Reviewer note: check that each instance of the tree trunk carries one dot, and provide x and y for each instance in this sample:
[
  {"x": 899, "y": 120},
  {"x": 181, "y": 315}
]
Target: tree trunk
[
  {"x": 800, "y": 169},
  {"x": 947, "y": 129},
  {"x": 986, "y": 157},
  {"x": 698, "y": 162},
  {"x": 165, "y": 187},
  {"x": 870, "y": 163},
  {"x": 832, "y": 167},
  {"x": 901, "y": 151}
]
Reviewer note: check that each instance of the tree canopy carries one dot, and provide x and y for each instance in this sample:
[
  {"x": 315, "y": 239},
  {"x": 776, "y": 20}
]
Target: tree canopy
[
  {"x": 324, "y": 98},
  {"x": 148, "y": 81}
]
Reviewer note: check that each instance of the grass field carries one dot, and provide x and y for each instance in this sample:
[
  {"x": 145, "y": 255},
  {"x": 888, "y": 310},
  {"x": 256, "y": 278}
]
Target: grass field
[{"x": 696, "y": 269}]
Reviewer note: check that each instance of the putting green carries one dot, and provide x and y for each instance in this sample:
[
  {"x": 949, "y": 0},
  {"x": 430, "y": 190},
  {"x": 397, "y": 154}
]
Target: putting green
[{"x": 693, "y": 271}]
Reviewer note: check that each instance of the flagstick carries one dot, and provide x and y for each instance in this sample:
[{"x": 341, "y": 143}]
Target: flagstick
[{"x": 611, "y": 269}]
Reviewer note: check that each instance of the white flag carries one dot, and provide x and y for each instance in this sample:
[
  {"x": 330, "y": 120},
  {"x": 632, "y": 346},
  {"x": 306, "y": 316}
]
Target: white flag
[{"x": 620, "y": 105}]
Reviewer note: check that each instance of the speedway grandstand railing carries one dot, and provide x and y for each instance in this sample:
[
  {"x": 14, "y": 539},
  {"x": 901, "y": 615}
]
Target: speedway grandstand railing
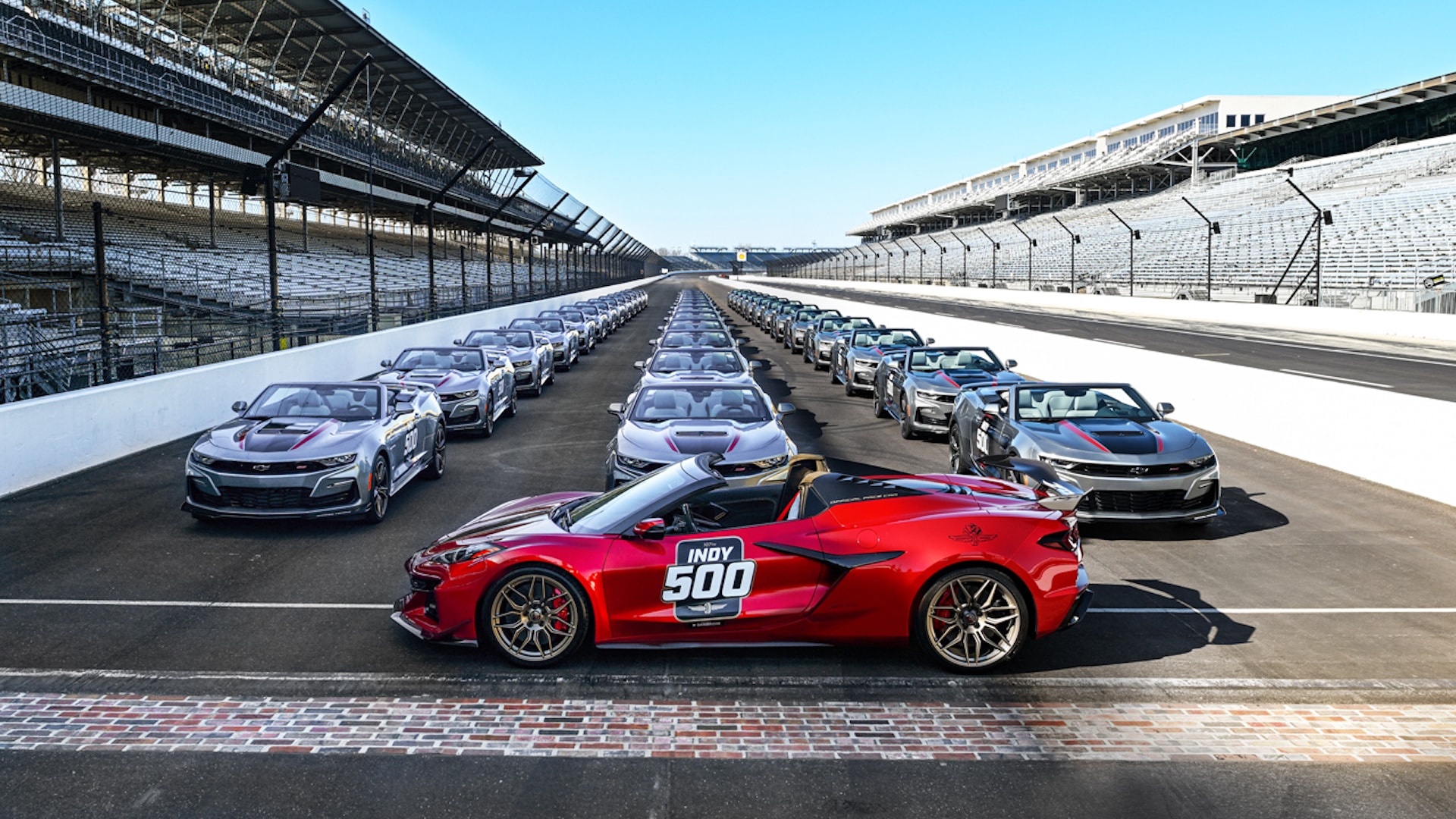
[
  {"x": 1389, "y": 240},
  {"x": 164, "y": 115}
]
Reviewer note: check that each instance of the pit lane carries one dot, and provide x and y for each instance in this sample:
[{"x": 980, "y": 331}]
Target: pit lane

■ TRY IT ■
Write only the number of lines in the data where the string "lane" can be found.

■ RESULT OF THIS TASK ■
2